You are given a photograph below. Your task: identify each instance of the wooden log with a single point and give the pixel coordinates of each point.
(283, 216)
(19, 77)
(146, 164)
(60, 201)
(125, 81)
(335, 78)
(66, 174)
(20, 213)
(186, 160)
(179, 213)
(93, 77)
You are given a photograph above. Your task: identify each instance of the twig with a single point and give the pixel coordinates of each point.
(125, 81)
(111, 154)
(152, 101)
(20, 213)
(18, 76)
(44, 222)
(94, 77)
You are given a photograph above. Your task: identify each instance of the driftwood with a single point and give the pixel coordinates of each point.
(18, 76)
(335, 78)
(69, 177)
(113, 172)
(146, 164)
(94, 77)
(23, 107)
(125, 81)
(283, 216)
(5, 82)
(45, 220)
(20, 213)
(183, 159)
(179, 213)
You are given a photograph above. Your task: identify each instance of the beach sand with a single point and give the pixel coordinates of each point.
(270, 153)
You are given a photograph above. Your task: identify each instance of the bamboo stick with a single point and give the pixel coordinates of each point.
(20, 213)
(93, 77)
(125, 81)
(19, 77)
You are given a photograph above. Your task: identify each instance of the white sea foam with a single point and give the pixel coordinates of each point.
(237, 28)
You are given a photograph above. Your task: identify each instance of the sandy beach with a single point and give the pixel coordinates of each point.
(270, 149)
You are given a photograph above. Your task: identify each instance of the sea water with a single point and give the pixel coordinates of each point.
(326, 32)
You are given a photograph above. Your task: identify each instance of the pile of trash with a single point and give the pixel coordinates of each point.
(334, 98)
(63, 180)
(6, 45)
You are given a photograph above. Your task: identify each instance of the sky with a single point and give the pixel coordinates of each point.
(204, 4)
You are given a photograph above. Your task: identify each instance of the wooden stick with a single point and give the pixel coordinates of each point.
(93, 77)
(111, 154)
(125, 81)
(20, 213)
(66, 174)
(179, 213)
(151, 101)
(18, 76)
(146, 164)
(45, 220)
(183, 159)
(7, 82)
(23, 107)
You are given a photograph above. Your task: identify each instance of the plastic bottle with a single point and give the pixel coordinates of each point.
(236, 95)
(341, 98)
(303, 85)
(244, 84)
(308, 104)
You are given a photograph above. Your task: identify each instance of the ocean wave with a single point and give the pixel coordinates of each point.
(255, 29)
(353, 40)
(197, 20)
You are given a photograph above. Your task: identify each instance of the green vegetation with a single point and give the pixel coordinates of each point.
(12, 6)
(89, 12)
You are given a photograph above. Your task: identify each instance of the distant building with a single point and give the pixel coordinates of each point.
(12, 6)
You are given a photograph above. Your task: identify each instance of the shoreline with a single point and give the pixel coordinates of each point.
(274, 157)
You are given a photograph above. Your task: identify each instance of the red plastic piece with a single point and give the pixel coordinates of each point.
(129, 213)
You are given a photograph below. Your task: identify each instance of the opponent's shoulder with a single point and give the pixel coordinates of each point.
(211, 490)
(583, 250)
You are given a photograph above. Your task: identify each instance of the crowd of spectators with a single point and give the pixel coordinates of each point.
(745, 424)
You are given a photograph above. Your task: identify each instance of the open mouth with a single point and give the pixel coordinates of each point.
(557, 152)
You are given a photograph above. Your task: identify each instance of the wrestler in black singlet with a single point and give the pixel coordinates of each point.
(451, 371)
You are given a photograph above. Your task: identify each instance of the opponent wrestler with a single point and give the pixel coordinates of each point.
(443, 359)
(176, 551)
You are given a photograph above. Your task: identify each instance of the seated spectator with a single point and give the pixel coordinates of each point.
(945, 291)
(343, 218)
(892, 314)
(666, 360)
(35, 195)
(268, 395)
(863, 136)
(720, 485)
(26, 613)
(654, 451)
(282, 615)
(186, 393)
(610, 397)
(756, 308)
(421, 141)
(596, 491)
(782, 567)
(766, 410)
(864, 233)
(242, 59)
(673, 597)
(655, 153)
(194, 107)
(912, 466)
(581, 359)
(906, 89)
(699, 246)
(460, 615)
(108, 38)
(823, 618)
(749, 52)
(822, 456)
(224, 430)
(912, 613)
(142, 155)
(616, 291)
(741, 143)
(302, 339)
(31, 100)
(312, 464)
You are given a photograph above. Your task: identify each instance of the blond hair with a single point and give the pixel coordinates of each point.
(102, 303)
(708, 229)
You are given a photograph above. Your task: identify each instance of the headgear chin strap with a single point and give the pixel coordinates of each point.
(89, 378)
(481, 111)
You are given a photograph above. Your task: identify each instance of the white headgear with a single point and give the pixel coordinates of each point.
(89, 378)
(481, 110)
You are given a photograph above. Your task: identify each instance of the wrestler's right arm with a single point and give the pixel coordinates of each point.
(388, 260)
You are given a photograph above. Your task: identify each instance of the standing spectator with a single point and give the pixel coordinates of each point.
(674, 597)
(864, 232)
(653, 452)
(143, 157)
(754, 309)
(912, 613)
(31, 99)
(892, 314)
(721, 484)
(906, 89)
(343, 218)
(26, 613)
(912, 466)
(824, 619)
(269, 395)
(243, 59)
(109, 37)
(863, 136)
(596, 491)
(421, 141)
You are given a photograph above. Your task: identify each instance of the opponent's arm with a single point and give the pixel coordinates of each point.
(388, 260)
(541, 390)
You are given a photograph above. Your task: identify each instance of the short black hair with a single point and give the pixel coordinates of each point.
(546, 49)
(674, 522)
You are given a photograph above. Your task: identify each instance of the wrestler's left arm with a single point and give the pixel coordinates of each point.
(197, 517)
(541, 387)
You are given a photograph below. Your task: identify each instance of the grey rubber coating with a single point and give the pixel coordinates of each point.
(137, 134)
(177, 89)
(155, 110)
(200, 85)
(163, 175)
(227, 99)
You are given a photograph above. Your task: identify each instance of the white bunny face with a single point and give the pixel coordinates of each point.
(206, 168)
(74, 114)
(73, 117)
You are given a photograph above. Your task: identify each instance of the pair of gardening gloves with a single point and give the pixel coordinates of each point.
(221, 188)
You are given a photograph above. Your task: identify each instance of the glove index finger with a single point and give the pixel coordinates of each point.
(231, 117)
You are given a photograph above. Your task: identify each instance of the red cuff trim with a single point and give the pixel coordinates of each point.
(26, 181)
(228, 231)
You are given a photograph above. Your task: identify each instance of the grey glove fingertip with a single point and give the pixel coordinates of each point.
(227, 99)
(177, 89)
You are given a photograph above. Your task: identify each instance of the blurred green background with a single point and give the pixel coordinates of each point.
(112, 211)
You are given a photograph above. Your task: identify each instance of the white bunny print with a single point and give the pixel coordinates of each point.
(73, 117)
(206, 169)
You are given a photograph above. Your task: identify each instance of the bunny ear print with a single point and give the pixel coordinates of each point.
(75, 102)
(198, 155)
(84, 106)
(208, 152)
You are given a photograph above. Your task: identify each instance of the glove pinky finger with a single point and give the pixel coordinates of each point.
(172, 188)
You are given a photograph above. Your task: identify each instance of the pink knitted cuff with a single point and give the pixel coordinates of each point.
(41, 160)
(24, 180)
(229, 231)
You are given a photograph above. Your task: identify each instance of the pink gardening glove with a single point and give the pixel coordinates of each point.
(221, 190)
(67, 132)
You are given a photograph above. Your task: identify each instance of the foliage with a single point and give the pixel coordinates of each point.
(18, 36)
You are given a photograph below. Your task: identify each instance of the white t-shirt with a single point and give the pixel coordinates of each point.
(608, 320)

..........

What is expected - Print the material exactly as written, omitting nothing.

Task result -
You are given a photograph below. Your task: identify each instance of the wooden log with a single point and give the pixel coordinates of each point.
(283, 216)
(19, 77)
(146, 164)
(60, 201)
(125, 81)
(335, 78)
(66, 174)
(20, 213)
(186, 160)
(179, 213)
(93, 77)
You are given a photograph above. Your task: identify each instance of the twig with a single point and give the pixel coordinates of each point.
(125, 81)
(111, 154)
(152, 101)
(20, 213)
(18, 76)
(44, 222)
(94, 77)
You are given a photograph above. Your task: identify each instance of the driftwood with a single point and give the pixel coordinates of each point.
(18, 76)
(335, 78)
(69, 177)
(113, 172)
(146, 164)
(94, 77)
(23, 107)
(125, 81)
(283, 216)
(5, 82)
(45, 220)
(20, 213)
(183, 159)
(179, 213)
You are given a photograph above. Your task: identify each instance of the beach sand with a single point and give the pixel coordinates of each point.
(270, 153)
You are given a photograph above. Your task: identify each instance of the bamboo stick with a single point and give the pixel coordinates of each point.
(20, 213)
(93, 77)
(125, 81)
(19, 77)
You are given a photograph above. Your task: identify each instance of the white sea foam with a single point and give the pixel coordinates of each point.
(237, 28)
You are given a photograph above. Your task: identify each instance of the sandy beach with a single point and give the pixel coordinates of each point.
(270, 149)
You are given a photograph above. Your task: identify each instance of the sea water with a single point and give the pixel coordinates of each point.
(326, 32)
You are given a photograph above. Your task: identify each instance of the pile of trash with a single point and give the pixel coordinates of each point.
(334, 98)
(63, 180)
(6, 45)
You are given a photograph above. Your task: identify each instance of the sky with a single point and give the pixel coordinates of each point.
(204, 4)
You are given a photograph above. Your task: identify each instance of the wooden stick with a single point and give the pixel coordinates of each point.
(93, 77)
(111, 154)
(125, 81)
(20, 213)
(66, 174)
(179, 213)
(151, 101)
(18, 76)
(146, 164)
(45, 220)
(183, 159)
(7, 82)
(23, 107)
You are given a photograph above. Your task: identify each instance of the plastic bottle with a single point and give the pixel coordinates of each point.
(236, 95)
(341, 98)
(303, 85)
(244, 84)
(308, 104)
You are given a photograph above. Your task: identify each instance of the ocean wave with a single point and give the pixel coordinates of each point.
(255, 29)
(353, 40)
(197, 20)
You are given a photograph above. Your task: identify each instance of the green vegetation with a single point and give the pixel coordinates of each point.
(12, 6)
(89, 12)
You are given a photograph above. Your task: identify each instance of the distant building with a single point and give the pixel coordinates of each point.
(12, 6)
You are given a photograph above. Your task: identify each instance of the shoreline with a single point and give the pixel coordinates of each point.
(274, 157)
You are given a photograph above. Your task: identify each instance of the red plastic piece with a single point and give the pixel coordinates of each point.
(129, 213)
You are given a photograph below. Your task: identify each instance of the opponent's shoulder with a single point and give the pixel coordinates of each point.
(211, 490)
(583, 250)
You are given a photograph above. Your task: identify each instance of the crowd of spectators with a single point and give the pixel coordinates of each point.
(745, 424)
You are given a photograph above. Your task: identify each instance of the open mouth with a single point and give the pixel coordinates of each point.
(557, 152)
You are given a photograph above. Your task: identify each instance of the wrestler in black singlet with a single point and give the pixel coordinates of each point.
(451, 371)
You are given a photograph above. Your task: identify each instance of the opponent wrestler with a single point and give the pixel coordinates of each point.
(443, 359)
(176, 551)
You are given a photograph above. Your task: identify each instance of the seated spectator with a single point and give the pixel coordinates of each point.
(945, 291)
(343, 218)
(892, 314)
(666, 360)
(35, 195)
(268, 395)
(863, 136)
(720, 485)
(26, 613)
(654, 451)
(282, 615)
(186, 393)
(610, 397)
(756, 308)
(421, 141)
(596, 491)
(782, 567)
(766, 410)
(864, 233)
(242, 59)
(673, 597)
(655, 153)
(194, 107)
(912, 466)
(581, 359)
(906, 89)
(699, 246)
(460, 615)
(108, 38)
(823, 618)
(749, 52)
(822, 456)
(224, 430)
(912, 613)
(142, 155)
(616, 291)
(741, 143)
(302, 339)
(31, 100)
(312, 464)
You are given a photograph above. Your task: identify each instance of the blond hair with a single point and give the pixel coordinates of each point.
(102, 303)
(708, 229)
You are given a photograph above. Your task: identify each instance of the headgear chin strap with a single point and give the pixel coordinates of each point.
(89, 378)
(481, 111)
You are given a photograph above. Your task: identify each instance of the white headgear with a single point and give the pixel coordinates of each point.
(89, 378)
(481, 110)
You are given a photograph above. Your task: identify each instance of the wrestler's right arm with a single point and give the pixel coordinates of each point.
(388, 260)
You are given a photograph above. Your task: identify each instance of the standing spectator with a single point and give the pixel coordinates of each point.
(674, 597)
(864, 232)
(653, 452)
(143, 157)
(754, 309)
(912, 613)
(31, 99)
(892, 314)
(721, 484)
(906, 89)
(343, 218)
(26, 613)
(912, 466)
(824, 619)
(269, 395)
(243, 59)
(109, 37)
(863, 136)
(596, 491)
(421, 141)
You are given a photograph above. Your task: identify each instance of the opponent's arm with a single point and give the pixel coordinates of each point.
(388, 260)
(541, 390)
You are given a photograph above. Your task: identify each instance of the short black hair with a single point and give the pixel coordinates of each point.
(546, 49)
(674, 522)
You are given a photograph above. Your task: identify each instance of the wrestler's left arm with a single point and give the pixel coordinates of each point.
(197, 517)
(541, 387)
You are given a photograph below. Your task: identify each instance of the grey rubber coating with a single point and give the pixel coordinates of each point.
(137, 134)
(177, 89)
(155, 110)
(200, 85)
(163, 175)
(227, 99)
You are given a photograph above. Your task: identify each instance of the white bunny face with a single point and give the pixel coordinates of each point.
(206, 168)
(74, 114)
(73, 117)
You are given a photograph above. Your task: identify each instance of the pair of gardening gloves with a single point and give the pixel coordinates of each point.
(221, 188)
You are given a photograph above. Your task: identify each instance of the glove index finger with a single point and give the pixel coordinates of each point.
(231, 117)
You are given a photograph above. Your task: identify each instance of the red cuff trim with a single point and give the pixel coordinates of each point.
(26, 181)
(228, 231)
You are given a photograph above. Your task: identify each instance of the grey glove fingertip with a single point and give the pixel coordinates of each point.
(227, 99)
(177, 89)
You are given a photograph above. Your task: identify each instance of the blurred green background with a single point and give the pixel coordinates of each point.
(112, 211)
You are given a photograph above. Your task: identify each instance of the white bunny print with a single point and give the pixel coordinates of each point.
(73, 117)
(206, 169)
You are given a photograph above. Your task: identify each instance of the bunny ear print with a single point and give the pixel coordinates of each point.
(75, 102)
(198, 155)
(84, 106)
(208, 152)
You are given a photograph above. Your task: identify each instance of the glove pinky finger with a single point and give the pixel coordinates of each point.
(172, 188)
You are given a photograph above. Your task: identify each instance of the pink knitted cuff with a single point and give the pixel coordinates of each point.
(41, 160)
(24, 180)
(229, 231)
You are given a photograph above. Your task: identify each instance of the pink gardening glove with a single point and give the pixel coordinates of each point.
(221, 190)
(67, 132)
You are given a photograph above. Your task: identify each instance of the foliage with a single point and give the pixel coordinates of each point.
(18, 36)
You are given a photograph below. Your task: identify each instance of the white t-shirt with a single point and give the pixel coordinates of each point.
(608, 320)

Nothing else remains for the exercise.